* _WORK ITEM_: Transcribe the entire listing, keeping each word as it is.

* _DATA SECTION_:
=== Begin Enclosure ===

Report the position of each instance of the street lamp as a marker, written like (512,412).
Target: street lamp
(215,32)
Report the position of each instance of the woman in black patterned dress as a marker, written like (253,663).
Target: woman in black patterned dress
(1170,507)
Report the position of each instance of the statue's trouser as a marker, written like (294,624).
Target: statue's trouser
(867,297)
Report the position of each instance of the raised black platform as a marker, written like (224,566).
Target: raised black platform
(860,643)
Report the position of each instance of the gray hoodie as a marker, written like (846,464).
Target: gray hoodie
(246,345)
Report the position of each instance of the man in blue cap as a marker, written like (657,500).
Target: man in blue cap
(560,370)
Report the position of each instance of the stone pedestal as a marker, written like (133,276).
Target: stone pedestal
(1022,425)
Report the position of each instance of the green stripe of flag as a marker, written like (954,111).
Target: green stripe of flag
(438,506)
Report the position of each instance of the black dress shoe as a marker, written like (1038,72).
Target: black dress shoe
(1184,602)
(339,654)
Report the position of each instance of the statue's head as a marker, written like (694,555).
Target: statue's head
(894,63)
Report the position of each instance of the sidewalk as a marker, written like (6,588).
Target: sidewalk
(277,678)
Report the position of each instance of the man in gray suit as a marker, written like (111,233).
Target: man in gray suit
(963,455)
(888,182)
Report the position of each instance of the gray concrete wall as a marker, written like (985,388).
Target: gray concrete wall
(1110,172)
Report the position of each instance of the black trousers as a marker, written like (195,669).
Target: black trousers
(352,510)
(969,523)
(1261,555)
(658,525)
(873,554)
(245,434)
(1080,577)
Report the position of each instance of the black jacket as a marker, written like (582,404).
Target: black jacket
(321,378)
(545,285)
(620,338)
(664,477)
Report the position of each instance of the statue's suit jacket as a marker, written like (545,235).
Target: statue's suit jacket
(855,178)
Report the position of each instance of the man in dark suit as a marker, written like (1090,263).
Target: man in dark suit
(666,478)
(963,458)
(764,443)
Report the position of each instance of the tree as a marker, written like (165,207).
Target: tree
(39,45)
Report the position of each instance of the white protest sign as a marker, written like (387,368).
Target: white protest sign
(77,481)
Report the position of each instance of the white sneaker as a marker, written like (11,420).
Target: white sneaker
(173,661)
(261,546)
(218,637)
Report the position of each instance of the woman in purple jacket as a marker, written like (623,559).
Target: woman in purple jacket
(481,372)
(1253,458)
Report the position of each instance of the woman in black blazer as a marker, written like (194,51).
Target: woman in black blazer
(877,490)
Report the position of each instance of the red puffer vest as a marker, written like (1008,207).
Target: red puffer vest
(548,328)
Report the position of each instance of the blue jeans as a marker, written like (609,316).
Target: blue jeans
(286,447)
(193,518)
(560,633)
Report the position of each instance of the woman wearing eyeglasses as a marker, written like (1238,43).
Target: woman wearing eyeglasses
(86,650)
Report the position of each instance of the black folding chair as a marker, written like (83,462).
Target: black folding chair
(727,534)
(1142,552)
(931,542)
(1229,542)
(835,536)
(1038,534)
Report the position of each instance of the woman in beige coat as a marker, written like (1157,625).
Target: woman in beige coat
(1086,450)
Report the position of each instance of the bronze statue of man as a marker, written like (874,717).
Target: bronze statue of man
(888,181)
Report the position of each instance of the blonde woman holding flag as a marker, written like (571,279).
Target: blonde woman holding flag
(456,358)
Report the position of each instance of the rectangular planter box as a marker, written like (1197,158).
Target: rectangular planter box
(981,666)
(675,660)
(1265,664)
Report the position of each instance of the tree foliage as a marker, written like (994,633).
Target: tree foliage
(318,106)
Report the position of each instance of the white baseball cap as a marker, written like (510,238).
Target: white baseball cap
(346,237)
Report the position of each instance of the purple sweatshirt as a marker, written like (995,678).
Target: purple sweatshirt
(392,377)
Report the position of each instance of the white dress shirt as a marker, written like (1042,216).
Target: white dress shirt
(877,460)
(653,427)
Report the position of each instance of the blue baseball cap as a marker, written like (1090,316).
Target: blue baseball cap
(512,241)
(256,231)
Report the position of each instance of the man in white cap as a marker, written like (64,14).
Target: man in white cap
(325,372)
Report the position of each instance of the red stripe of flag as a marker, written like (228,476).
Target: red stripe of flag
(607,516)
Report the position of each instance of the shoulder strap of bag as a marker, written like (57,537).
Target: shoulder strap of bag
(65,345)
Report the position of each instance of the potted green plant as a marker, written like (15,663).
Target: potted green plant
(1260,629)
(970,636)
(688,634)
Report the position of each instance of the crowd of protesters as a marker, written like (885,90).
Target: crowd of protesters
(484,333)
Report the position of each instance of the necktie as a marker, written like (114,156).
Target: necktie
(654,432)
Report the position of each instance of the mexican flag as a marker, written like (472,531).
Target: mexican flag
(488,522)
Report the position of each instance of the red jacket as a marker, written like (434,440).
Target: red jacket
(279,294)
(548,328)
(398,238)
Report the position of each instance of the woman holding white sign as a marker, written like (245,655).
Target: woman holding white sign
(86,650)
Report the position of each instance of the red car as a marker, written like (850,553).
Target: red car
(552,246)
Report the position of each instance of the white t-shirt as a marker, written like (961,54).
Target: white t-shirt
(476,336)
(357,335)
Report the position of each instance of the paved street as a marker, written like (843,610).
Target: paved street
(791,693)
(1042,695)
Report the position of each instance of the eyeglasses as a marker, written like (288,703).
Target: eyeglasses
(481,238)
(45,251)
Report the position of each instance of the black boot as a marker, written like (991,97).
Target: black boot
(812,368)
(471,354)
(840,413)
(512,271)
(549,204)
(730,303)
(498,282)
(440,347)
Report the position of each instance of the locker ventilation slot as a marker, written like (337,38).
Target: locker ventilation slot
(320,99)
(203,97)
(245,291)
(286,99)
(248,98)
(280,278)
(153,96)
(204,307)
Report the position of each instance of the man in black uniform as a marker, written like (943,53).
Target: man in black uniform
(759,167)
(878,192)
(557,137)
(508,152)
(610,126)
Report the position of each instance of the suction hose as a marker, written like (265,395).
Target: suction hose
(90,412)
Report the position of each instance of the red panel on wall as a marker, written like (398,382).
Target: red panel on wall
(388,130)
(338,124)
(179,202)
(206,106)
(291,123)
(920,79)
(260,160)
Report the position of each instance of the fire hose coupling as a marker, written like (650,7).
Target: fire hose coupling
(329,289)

=== End Enclosure ===

* _SOLUTION TO THE PROBLEM_:
Report the position of each instance of the street lamp as a marker, written like (512,412).
Target: street lamp
(215,32)
Report the position of each instance of the woman in black patterned dress as a marker, written like (253,663).
Target: woman in black patterned dress
(1170,507)
Report the position of each instance of the statue's trouser as a marker, written like (294,624).
Target: statue's trouser
(867,297)
Report the position of each instance of the raised black platform as a marker, written like (224,566).
Target: raised black platform
(860,643)
Report the position of each instance of the gray hoodie as a marker, written like (846,464).
Target: gray hoodie
(246,345)
Report the position of each instance of the man in blue cap as a marker, written like (657,500).
Target: man in blue cap
(560,370)
Report the position of each instance of the stone pedestal as a marker, written like (133,276).
Target: stone pedestal
(1022,425)
Report the position of each instance of the green stripe of flag as a marker, written like (954,111).
Target: green stripe of flag
(438,506)
Report the position of each instance of the black dress shoe as a marker, written like (1038,72).
Target: black dress shoe
(1184,602)
(339,654)
Report the position of each instance of the statue's head as a marker, written like (694,555).
Target: statue's head
(894,63)
Report the position of each instance of the sidewalk as a marker, written like (6,588).
Target: sidewalk
(277,678)
Report the position of each instance of the man in gray suit as a marker, written like (111,233).
Target: man in gray suit
(963,455)
(888,182)
Report the position of each instance of the gray concrete wall as a marker, written like (985,388).
Target: gray concrete wall
(1110,172)
Report the position of each instance of the black trousers as a marker, written like (195,669).
Target: black trousers
(352,510)
(969,523)
(1261,555)
(658,525)
(873,554)
(245,434)
(1080,577)
Report the position of each instance of the black jacket as a marker, written like (582,404).
Target: black jacket
(321,378)
(545,285)
(620,338)
(664,477)
Report the position of each instance of the statue's suit jacket as a marker, written like (545,235).
Target: statue's suit jacket
(855,178)
Report the position of each instance of the man in dark suit as a marker, written like (1090,263).
Target: man in dark suit
(666,478)
(963,458)
(764,443)
Report the position of each instance of the tree as a marker, written like (165,207).
Target: tree
(39,45)
Report the position of each instance of the white protest sign as a marker, written like (387,368).
Target: white protest sign
(77,481)
Report the position of each instance of the white sneaker as a marker, written like (11,420).
Target: white sneaker
(173,661)
(261,546)
(218,637)
Report the position of each instance of the woman in purple jacket as a marker, written like (623,559).
Target: woman in purple jacket
(481,372)
(1253,458)
Report the position of each instance of the woman in black blazer as a marker, written like (194,51).
Target: woman in black blazer
(877,490)
Report the position of each instance of the red puffer vest as a marker, written like (1008,207).
Target: red puffer vest
(548,328)
Report the position of each instance of the blue jeans as a marker, written like (609,316).
Target: blue jeans
(286,447)
(193,518)
(560,633)
Report the position of each instance of the woman wearing eyeglasses as a marker, written like (1238,43).
Target: woman wearing eyeglasses
(86,650)
Report the position of each instance of the black folding chair as a marker, written like (83,462).
Target: black folding chair
(727,534)
(1142,552)
(931,542)
(1229,542)
(835,536)
(1038,534)
Report the position of each instance of the woman in beige coat as a marker, written like (1157,625).
Target: woman in beige coat
(1086,450)
Report the position of each instance of the bronze statue of man as a marker, written like (874,717).
Target: bronze statue of man
(888,181)
Report the position of each instance of the blonde woman holding flag as a marker, written like (571,279).
Target: blonde woman holding flag
(456,358)
Report the position of each instance of the rectangular planter box as a marker, written like (1197,158).
Target: rectangular planter box
(981,666)
(675,660)
(1265,664)
Report the position of each instance of the tree foliage as a marker, written like (994,633).
Target: tree foliage
(318,106)
Report the position of each instance of the white baseball cap as a marker, written like (510,238).
Target: white baseball cap
(346,237)
Report the position of each instance of the purple sweatshirt as a marker, written like (995,678).
Target: purple sweatshirt
(392,377)
Report the position of each instance of the white dress shirt as a marker, written like (1042,216).
Target: white dress shirt
(877,460)
(653,427)
Report the position of each instance of the blue baseball cap as a marker, written like (1090,316).
Target: blue baseball cap
(512,241)
(256,231)
Report the position of each instance of the man in white cap as a marker, written like (64,14).
Target: man in white cap
(325,372)
Report the position of each instance of the red stripe of flag as a marker, written like (228,476).
Target: red stripe of flag
(607,516)
Report the position of each instance of the shoulder strap of bag as a marker, written like (57,537).
Target: shoulder strap of bag
(65,345)
Report the position of each instance of the potted green plant as a marker, written like (15,663).
Target: potted green plant
(1260,629)
(970,636)
(688,634)
Report the position of each instance of the crowd of protesters as a marker, written like (885,90).
Target: crowd of protesters
(484,333)
Report the position of each instance of the necktie as a marker, written like (114,156).
Target: necktie
(654,432)
Report the position of each instance of the mexican flag as a marker, written like (472,531).
Target: mexican flag
(488,522)
Report the position of each instance of the red jacket as a marker, written like (434,440).
Target: red jacket
(279,294)
(548,328)
(398,238)
Report the position of each instance of the woman holding white sign as a marker, written like (245,655).
Target: woman holding white sign
(86,650)
Report the position of each instance of the red car as a marker, written like (850,553).
Target: red car
(552,246)
Report the position of each instance of the white t-shirt as a marker, written like (961,54).
Target: white t-shirt
(476,336)
(357,335)
Report the position of each instance of the paved street as a marker, written like (843,610).
Target: paved street
(791,693)
(1042,695)
Report the position of each instance of the eyeglasses as a marker, written like (288,703).
Target: eyeglasses
(481,238)
(45,251)
Report the position of each instance of the black boot as a marker, written like (991,97).
Target: black boot
(812,368)
(471,354)
(840,413)
(512,271)
(549,204)
(730,303)
(498,282)
(440,347)
Report the position of each instance of the locker ventilation slot as a marker, written like (337,38).
Target: locker ventilation slot
(320,99)
(203,97)
(245,291)
(286,99)
(248,98)
(280,278)
(153,96)
(204,307)
Report the position of each instance of the man in black uniform as a marker, written like (943,53).
Target: man in black uniform
(759,167)
(878,192)
(557,137)
(508,152)
(610,126)
Report the position of each instance of the suction hose as a marker, written like (265,395).
Target: suction hose
(90,412)
Report the position of each instance of the red panel on wall as a marker, written like (398,382).
Target: red panel on wall
(388,130)
(338,124)
(179,202)
(206,106)
(291,123)
(920,79)
(260,160)
Report the position of each instance of the fire hose coupling as a marker, written like (650,7).
Target: fire hose coupling
(329,289)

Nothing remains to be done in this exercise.